▸ **What the task asks**
Please rewrite the material below with "grey hair" changed to "white hair" everywhere and nothing else altered. Leave the pictures out of your answer.

▸ **Material shown**

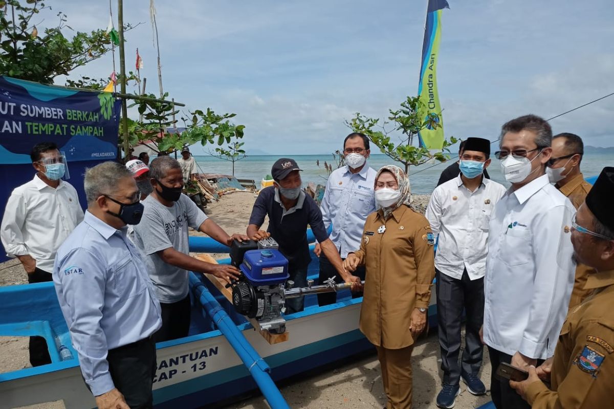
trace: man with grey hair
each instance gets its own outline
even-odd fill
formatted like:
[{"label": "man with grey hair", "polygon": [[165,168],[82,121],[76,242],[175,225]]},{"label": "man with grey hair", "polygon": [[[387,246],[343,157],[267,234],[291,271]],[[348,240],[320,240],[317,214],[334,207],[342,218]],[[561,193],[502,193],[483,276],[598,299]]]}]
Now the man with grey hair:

▸ **Solution**
trace: man with white hair
each instance gets its own outline
even-odd fill
formatted like:
[{"label": "man with white hair", "polygon": [[165,168],[82,121],[76,242],[175,225]]},{"label": "man with white hair", "polygon": [[[387,246],[343,157],[267,234],[291,271]],[[348,240],[320,240],[317,214],[334,207],[342,218]],[[561,193],[502,193],[483,276],[598,299]]]}]
Now the man with white hair:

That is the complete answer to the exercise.